Coordinate annotation listing
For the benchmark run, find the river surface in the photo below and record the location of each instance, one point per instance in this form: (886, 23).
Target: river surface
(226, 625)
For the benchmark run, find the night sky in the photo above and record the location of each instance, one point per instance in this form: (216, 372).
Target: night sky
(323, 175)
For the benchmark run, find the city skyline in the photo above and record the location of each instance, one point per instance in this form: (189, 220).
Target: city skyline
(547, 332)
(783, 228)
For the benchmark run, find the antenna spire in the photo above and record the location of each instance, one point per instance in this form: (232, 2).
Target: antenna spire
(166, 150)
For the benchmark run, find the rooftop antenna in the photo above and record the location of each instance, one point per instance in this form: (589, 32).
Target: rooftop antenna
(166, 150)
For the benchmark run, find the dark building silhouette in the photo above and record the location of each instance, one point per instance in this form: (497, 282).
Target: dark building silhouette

# [WRITTEN PROBLEM]
Copy the entire listing above verbatim, keeping every line unchanged.

# [CORRECT OUTPUT]
For the benchmark run, find the river surface in the photo below and record the location of each instance, one point per instance in this form: (886, 23).
Target: river surface
(226, 625)
For the benchmark run, find the night sky in the photo above and record the location of each instance, one point per instance in this form: (216, 372).
Target: night sky
(323, 175)
For the benchmark run, find the city skyline in the photo above and record the location of each instance, one point per instance in this form: (189, 220).
Target: city skyline
(547, 332)
(783, 228)
For the benchmark run, find the antenna spire in the photo above and record the location of each instance, one point per instance in this form: (232, 2).
Target: antenna spire
(166, 150)
For the benchmark run, find the rooftop antenna in the photo above and record the location of each instance, one point per instance in this form: (589, 32).
Target: rooftop antenna
(166, 150)
For the benchmark run, find the dark building silhouette in the photo above and record the location of each instance, one point per instance in this form: (497, 282).
Target: dark building silhouette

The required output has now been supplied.